## What you are asked to do
Copy the records below word for word, leaving out the pictures.

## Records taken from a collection
====================
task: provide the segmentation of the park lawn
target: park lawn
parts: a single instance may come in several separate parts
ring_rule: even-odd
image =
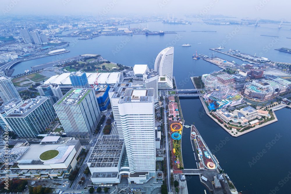
[[[64,67],[64,69],[65,70],[67,70],[68,71],[69,71],[70,72],[72,72],[73,71],[76,71],[76,70],[74,69],[73,69],[72,68],[70,68],[69,67]]]
[[[55,149],[49,150],[43,152],[39,156],[39,158],[43,160],[50,160],[58,155],[59,152]]]
[[[91,58],[90,59],[88,59],[86,61],[86,62],[87,63],[90,63],[91,61],[93,61],[95,60],[96,60],[96,59]]]
[[[48,77],[44,75],[41,75],[37,73],[32,73],[31,74],[26,76],[26,77],[32,81],[36,82],[38,82],[41,81],[48,79]]]
[[[25,84],[25,85],[20,85],[21,83],[23,82],[24,82],[24,81],[30,81],[30,82],[29,83],[28,83],[27,84]],[[13,82],[13,81],[12,81],[12,83],[13,83],[13,85],[14,85],[15,86],[18,86],[18,87],[23,87],[23,86],[29,86],[29,85],[31,85],[31,84],[32,83],[32,82],[31,82],[31,81],[29,79],[25,79],[25,80],[24,80],[20,81],[19,81],[19,82]]]
[[[105,65],[105,67],[106,68],[106,69],[109,70],[112,69],[111,68],[112,67],[116,67],[116,69],[115,69],[116,70],[118,70],[119,68],[119,67],[115,64],[113,64],[113,63],[104,63],[102,64],[100,64],[100,65],[97,65],[97,66],[102,68],[102,66],[103,65]]]

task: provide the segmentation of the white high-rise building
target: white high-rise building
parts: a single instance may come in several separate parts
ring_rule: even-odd
[[[174,61],[174,47],[165,49],[159,54],[155,62],[155,71],[161,76],[167,75],[173,77]]]
[[[155,176],[154,90],[126,89],[118,109],[130,172],[129,182],[146,182]]]
[[[7,102],[13,99],[21,98],[16,88],[9,78],[4,75],[0,71],[0,97],[4,102]]]
[[[93,136],[100,114],[93,89],[72,89],[54,108],[68,136]]]
[[[132,87],[132,83],[116,83],[108,92],[113,117],[117,127],[118,135],[121,139],[123,138],[123,135],[118,109],[118,101],[120,97],[123,96],[127,89],[140,88],[139,86]]]
[[[159,97],[158,90],[158,78],[157,74],[149,71],[146,72],[143,74],[143,88],[146,89],[152,88],[154,89],[154,99],[157,100]]]

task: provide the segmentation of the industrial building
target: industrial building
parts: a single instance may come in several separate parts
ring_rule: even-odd
[[[56,116],[49,99],[42,97],[26,100],[4,118],[19,137],[35,138],[48,127]]]
[[[92,136],[100,120],[93,88],[71,89],[54,108],[68,136]]]
[[[0,150],[0,161],[8,159],[8,172],[0,171],[0,178],[62,179],[68,178],[77,164],[81,151],[80,141],[73,138],[46,137],[39,144],[19,143],[14,147]],[[49,154],[54,152],[54,155]]]
[[[120,72],[86,73],[89,86],[95,84],[96,78],[98,79],[99,84],[114,85],[120,82],[121,77]],[[45,81],[44,83],[56,83],[62,89],[72,88],[73,86],[69,77],[70,75],[70,73],[65,73],[61,75],[54,76]]]

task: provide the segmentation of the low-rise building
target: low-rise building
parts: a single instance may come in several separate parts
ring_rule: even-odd
[[[59,136],[46,139],[39,144],[20,143],[8,152],[0,150],[0,160],[8,159],[12,165],[8,173],[0,171],[0,178],[8,174],[11,179],[68,178],[81,151],[80,141]]]

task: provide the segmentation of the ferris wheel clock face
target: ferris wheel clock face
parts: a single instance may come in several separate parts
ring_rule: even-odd
[[[235,88],[234,78],[221,71],[211,73],[206,77],[205,85],[206,94],[219,101],[232,95]]]

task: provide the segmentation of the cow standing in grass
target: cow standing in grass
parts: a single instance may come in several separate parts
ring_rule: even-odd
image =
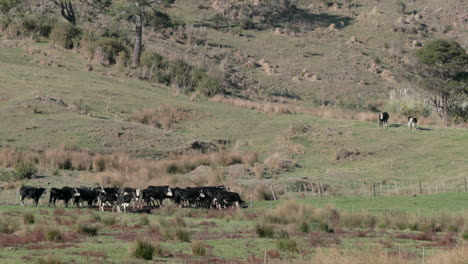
====================
## Output for this task
task: provide the segmentation of the park lawn
target: park lawn
parts: a single instance may come in several separate parts
ring_rule: even-odd
image =
[[[64,67],[64,69],[65,70],[67,70],[68,71],[69,71],[70,72],[72,72],[73,71],[76,71],[76,70],[74,69],[73,69],[72,68],[70,68],[69,67]]]
[[[55,149],[49,150],[43,152],[39,156],[39,158],[43,160],[50,160],[58,155],[59,152]]]
[[[91,58],[90,59],[88,59],[86,61],[86,62],[87,63],[90,63],[91,61],[93,61],[95,60],[96,60],[96,59]]]
[[[48,77],[44,75],[41,75],[37,73],[32,73],[31,74],[26,76],[26,77],[32,81],[36,82],[38,82],[41,81],[48,79]]]
[[[25,84],[25,85],[20,85],[21,83],[23,82],[24,82],[24,81],[30,81],[30,82],[29,83],[28,83],[27,84]],[[13,82],[13,81],[12,81],[12,83],[13,83],[13,85],[14,85],[15,86],[18,86],[18,87],[23,87],[23,86],[29,86],[29,85],[31,85],[31,84],[32,83],[32,82],[31,82],[31,81],[29,79],[25,79],[25,80],[24,80],[20,81],[19,81],[19,82]]]
[[[105,65],[105,67],[106,68],[106,69],[109,70],[112,69],[111,68],[112,67],[116,67],[116,69],[115,69],[116,70],[118,70],[119,68],[119,67],[115,64],[113,64],[113,63],[104,63],[102,64],[100,64],[100,65],[97,65],[97,66],[102,68],[102,66],[103,65]]]

task: provide the segmentation of the white high-rise building
target: white high-rise building
parts: a single instance may come in several separate parts
ring_rule: even-odd
[[[174,61],[174,47],[165,49],[159,54],[155,62],[155,71],[161,76],[167,75],[173,77]]]
[[[155,176],[154,90],[126,89],[118,109],[130,172],[129,182],[146,182]]]
[[[7,102],[13,99],[21,98],[16,88],[9,78],[4,75],[0,71],[0,97],[4,102]]]
[[[93,136],[100,114],[93,89],[72,89],[54,108],[68,136]]]
[[[132,87],[132,83],[116,83],[108,92],[113,117],[117,127],[118,135],[121,139],[123,138],[123,135],[118,109],[118,101],[120,97],[123,96],[127,89],[140,88],[139,86]]]
[[[159,97],[158,90],[158,78],[157,74],[149,71],[146,72],[143,74],[143,88],[146,89],[152,88],[154,89],[154,99],[157,100]]]

task: provide the segmentation of the industrial building
target: industrial building
parts: a single instance may come in several separate parts
ring_rule: even-odd
[[[56,116],[49,99],[42,97],[26,100],[4,118],[19,137],[35,138],[48,127]]]
[[[92,136],[100,120],[93,88],[71,89],[54,108],[68,136]]]
[[[0,150],[0,161],[8,159],[8,172],[0,171],[0,178],[62,179],[68,178],[77,164],[81,151],[80,141],[73,138],[46,137],[39,144],[19,143],[14,147]],[[49,154],[54,152],[54,155]]]
[[[120,72],[86,73],[89,86],[95,84],[96,78],[98,79],[99,84],[114,85],[120,82],[121,77]],[[45,81],[44,83],[56,83],[62,89],[72,88],[73,86],[69,77],[70,75],[70,73],[65,73],[61,75],[54,76]]]

task: provide the segmentation of the low-rise building
target: low-rise building
parts: a single instance may come in several separate parts
ring_rule: even-odd
[[[59,136],[46,139],[39,144],[20,143],[8,152],[0,150],[0,160],[8,159],[12,165],[8,173],[0,171],[0,178],[8,174],[11,179],[68,178],[81,151],[80,141]]]

task: provide the segmentation of the ferris wheel clock face
target: ferris wheel clock face
parts: a single instance may come in several separate parts
ring_rule: even-odd
[[[235,88],[234,78],[221,71],[211,73],[206,77],[205,85],[206,94],[219,101],[232,95]]]

task: provide the segmentation of the cow standing in grass
target: cow standing in grass
parts: a single instance may come in several separate parts
ring_rule: even-odd
image =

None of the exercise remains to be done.